EXERCISE GOAL: Leave out the pictures and reproduce all of the data exactly.

Records from a collection
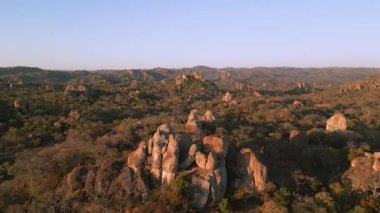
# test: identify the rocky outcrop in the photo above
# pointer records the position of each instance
(227, 98)
(20, 104)
(179, 79)
(257, 94)
(74, 115)
(204, 167)
(363, 175)
(193, 124)
(170, 160)
(133, 84)
(216, 144)
(298, 137)
(337, 122)
(81, 89)
(209, 180)
(250, 169)
(298, 103)
(68, 89)
(73, 90)
(138, 157)
(241, 86)
(208, 117)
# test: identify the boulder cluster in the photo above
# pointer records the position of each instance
(73, 90)
(179, 79)
(337, 122)
(227, 99)
(364, 172)
(197, 154)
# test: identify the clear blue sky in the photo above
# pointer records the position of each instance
(97, 34)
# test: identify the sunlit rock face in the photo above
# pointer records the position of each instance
(298, 137)
(158, 162)
(227, 98)
(337, 122)
(251, 169)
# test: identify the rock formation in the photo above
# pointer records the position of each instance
(73, 90)
(337, 122)
(203, 164)
(74, 115)
(208, 117)
(179, 79)
(364, 172)
(298, 137)
(81, 89)
(138, 157)
(227, 98)
(193, 124)
(298, 103)
(251, 169)
(133, 84)
(68, 89)
(257, 94)
(170, 161)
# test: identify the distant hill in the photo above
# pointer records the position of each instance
(276, 78)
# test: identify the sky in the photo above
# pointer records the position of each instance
(123, 34)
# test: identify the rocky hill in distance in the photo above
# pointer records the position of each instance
(196, 139)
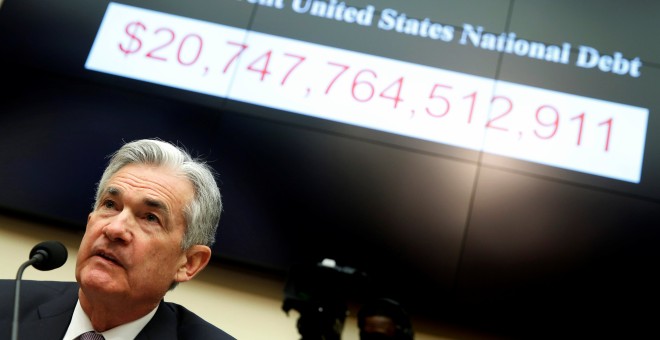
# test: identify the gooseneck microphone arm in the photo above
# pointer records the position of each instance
(46, 255)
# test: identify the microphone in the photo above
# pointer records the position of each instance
(46, 255)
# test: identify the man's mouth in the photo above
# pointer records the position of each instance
(108, 257)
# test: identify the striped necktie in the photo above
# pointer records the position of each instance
(91, 336)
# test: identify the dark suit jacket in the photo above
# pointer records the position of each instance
(46, 308)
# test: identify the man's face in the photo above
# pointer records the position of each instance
(132, 244)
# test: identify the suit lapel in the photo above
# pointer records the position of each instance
(54, 318)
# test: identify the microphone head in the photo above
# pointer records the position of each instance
(54, 255)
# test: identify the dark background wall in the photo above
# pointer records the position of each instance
(492, 242)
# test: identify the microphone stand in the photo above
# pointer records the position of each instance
(38, 257)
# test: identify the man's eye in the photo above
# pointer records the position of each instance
(152, 218)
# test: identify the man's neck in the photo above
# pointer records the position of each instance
(109, 312)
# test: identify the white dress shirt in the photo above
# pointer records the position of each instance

FINAL RESULT:
# test: identify the rocky outcrop in the photo above
# pointer records the position of each instance
(227, 98)
(20, 104)
(179, 79)
(257, 94)
(74, 115)
(204, 167)
(363, 175)
(193, 124)
(170, 160)
(133, 84)
(216, 144)
(298, 137)
(337, 122)
(81, 89)
(209, 180)
(250, 169)
(298, 103)
(68, 89)
(73, 90)
(138, 157)
(241, 86)
(208, 117)
# test: identify the boulder cluster in the photo above
# pointer records the position of each instance
(73, 90)
(179, 79)
(337, 122)
(227, 99)
(364, 172)
(197, 154)
# test: identify the clear blue sky in the photo above
# pointer records the position of each instance
(97, 34)
# test: identify the sunlit rock face in the photo above
# pointer records the position of each instance
(298, 137)
(158, 162)
(227, 98)
(337, 122)
(251, 169)
# test: identify the rock formation in the photo above
# pointer records the position of each instance
(73, 90)
(337, 122)
(203, 164)
(74, 115)
(208, 117)
(179, 79)
(364, 172)
(298, 137)
(81, 89)
(138, 157)
(227, 98)
(193, 124)
(298, 103)
(251, 169)
(133, 84)
(68, 89)
(257, 94)
(170, 161)
# test: identify the distant hill in the photo above
# pointer records the position of each instance
(276, 78)
# test: identify the sky in the photo above
# pointer records the position of each instance
(123, 34)
# test: identify the rocky hill in distance in the photo above
# pointer records the position of each instance
(196, 139)
# test: identify the gooseneck microphone arm in the photo above
# pointer records the position of each instance
(46, 255)
# test: identify the microphone in the photo above
# pointer records the position of each instance
(46, 255)
# test: identify the man's mouth in the photo above
# pointer records the position of each instance
(108, 257)
# test: identify the striped necktie in the photo above
# pointer records the position of each instance
(91, 336)
# test: identify the dark suit jacket in the photo above
# pointer records the position of each instance
(46, 308)
# test: identify the man's face in the photo above
# pointer records the position of each instance
(132, 244)
# test: identify the suit lapel in the photo above
# pointer records the position of each instance
(54, 318)
# test: identify the microphone head in the photo above
# pointer records the position of each instance
(54, 255)
# test: identify the dark background wall in the photo above
# pointer records the position of each instance
(492, 242)
# test: identify the microphone stand in the photo above
# pointer records the position of each instance
(38, 257)
# test: identify the man's eye in the photo above
# pointer records the position of each instance
(152, 218)
# test: identify the man's neck in the photo above
# pointer records the position of each instance
(109, 312)
# test: identify the white dress shirt in the photo above
# pointer records the position of each instance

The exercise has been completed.